THE TASK - Reproduce exactly, and only, the lines below from the one containing "Target: man in gray jacket" through the one containing "Where can the white plastic".

Records from a data source
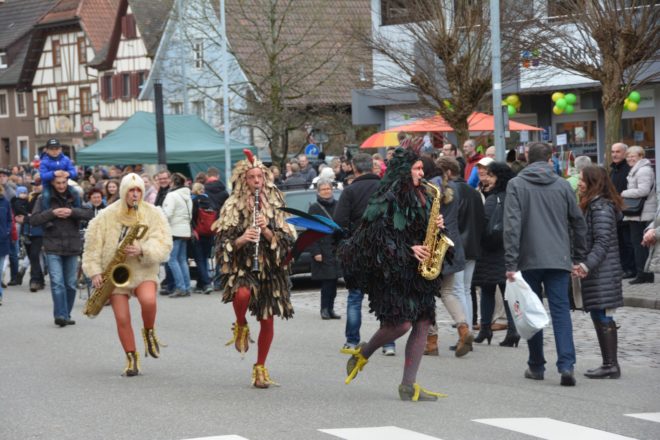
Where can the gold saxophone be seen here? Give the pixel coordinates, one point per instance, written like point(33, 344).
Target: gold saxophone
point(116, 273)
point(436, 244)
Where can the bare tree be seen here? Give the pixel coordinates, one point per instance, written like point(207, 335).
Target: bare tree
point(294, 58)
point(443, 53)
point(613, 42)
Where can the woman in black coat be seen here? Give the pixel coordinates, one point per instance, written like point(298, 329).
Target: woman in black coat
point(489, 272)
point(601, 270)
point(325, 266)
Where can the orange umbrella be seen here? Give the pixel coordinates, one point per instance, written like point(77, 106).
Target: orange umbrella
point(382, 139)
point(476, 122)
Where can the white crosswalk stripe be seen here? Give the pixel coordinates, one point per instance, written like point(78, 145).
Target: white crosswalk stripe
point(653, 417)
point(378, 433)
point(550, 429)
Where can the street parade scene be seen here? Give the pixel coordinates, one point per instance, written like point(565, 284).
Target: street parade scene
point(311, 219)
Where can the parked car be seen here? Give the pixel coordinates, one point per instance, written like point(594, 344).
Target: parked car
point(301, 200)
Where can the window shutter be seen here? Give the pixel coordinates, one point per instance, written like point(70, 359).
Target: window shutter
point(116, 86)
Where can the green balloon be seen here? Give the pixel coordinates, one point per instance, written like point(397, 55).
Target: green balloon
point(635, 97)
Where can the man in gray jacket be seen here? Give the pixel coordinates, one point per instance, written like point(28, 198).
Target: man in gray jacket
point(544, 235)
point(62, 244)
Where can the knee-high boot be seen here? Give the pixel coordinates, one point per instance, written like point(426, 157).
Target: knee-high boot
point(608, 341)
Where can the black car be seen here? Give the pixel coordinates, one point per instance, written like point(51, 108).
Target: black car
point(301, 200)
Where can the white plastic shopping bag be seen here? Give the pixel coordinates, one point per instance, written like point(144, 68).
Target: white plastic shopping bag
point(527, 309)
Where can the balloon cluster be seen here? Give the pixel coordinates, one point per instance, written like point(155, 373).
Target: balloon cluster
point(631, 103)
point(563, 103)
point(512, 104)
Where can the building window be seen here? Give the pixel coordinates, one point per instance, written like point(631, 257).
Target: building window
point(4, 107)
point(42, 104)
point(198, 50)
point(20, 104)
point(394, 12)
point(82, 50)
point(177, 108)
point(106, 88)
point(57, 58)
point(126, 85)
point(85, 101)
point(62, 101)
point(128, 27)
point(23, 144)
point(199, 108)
* * *
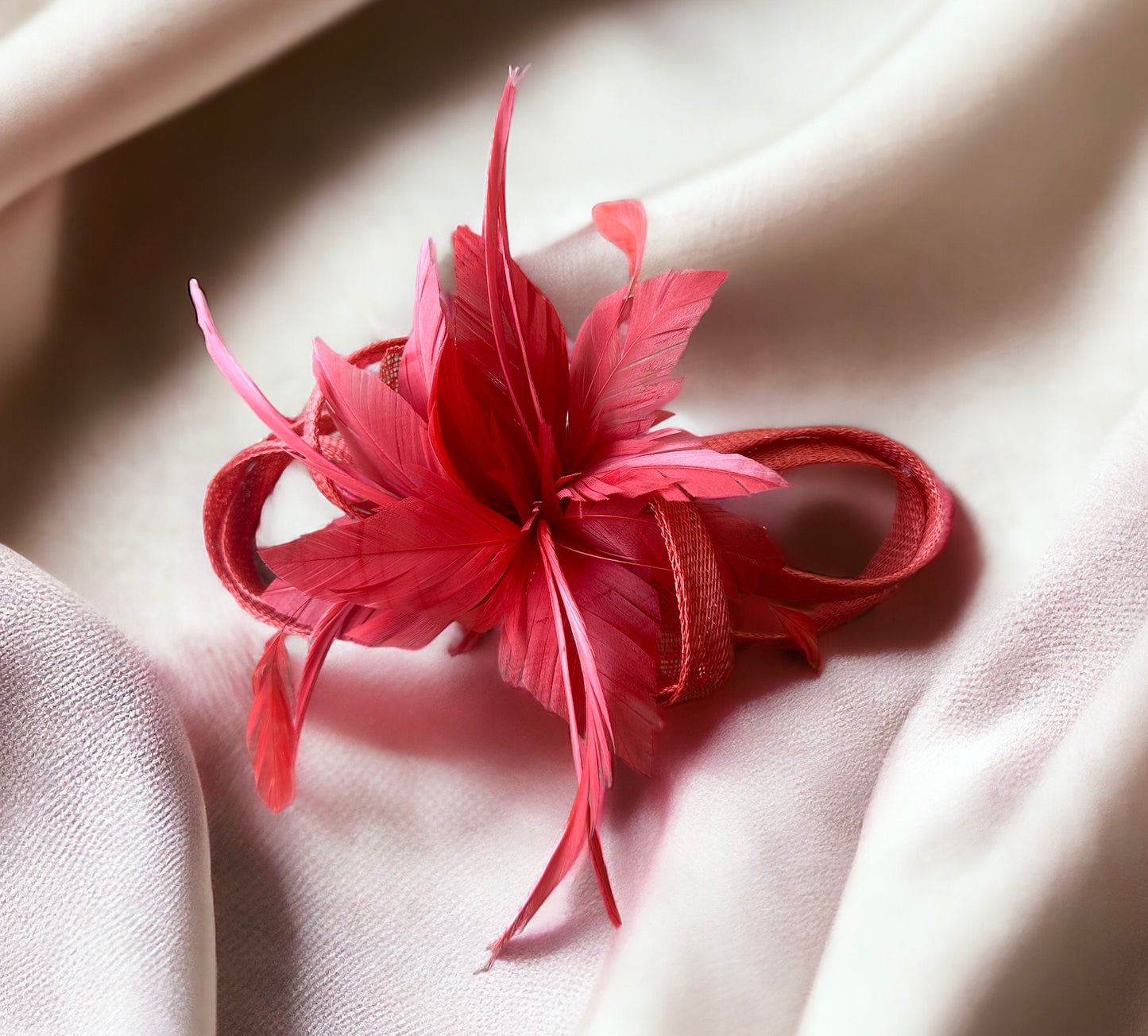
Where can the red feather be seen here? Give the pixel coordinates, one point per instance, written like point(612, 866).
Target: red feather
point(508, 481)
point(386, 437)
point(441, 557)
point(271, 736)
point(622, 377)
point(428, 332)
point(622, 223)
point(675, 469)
---
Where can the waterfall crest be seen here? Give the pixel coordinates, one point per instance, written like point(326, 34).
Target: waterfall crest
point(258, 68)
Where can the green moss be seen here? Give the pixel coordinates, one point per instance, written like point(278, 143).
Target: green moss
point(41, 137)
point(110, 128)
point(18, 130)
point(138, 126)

WORKED SOLUTION -
Target: man in gray jacket
point(544, 235)
point(62, 244)
Where can the knee-high boot be seen here? Give the pixel coordinates, one point per instance, written like point(426, 157).
Target: knee-high boot
point(608, 341)
Where can the black car be seen here? Give the pixel coordinates, one point per instance, written like point(51, 108).
Target: black car
point(301, 200)
Where can the white plastic shopping bag be seen here? Give the pixel coordinates, one point per instance, written like point(144, 68).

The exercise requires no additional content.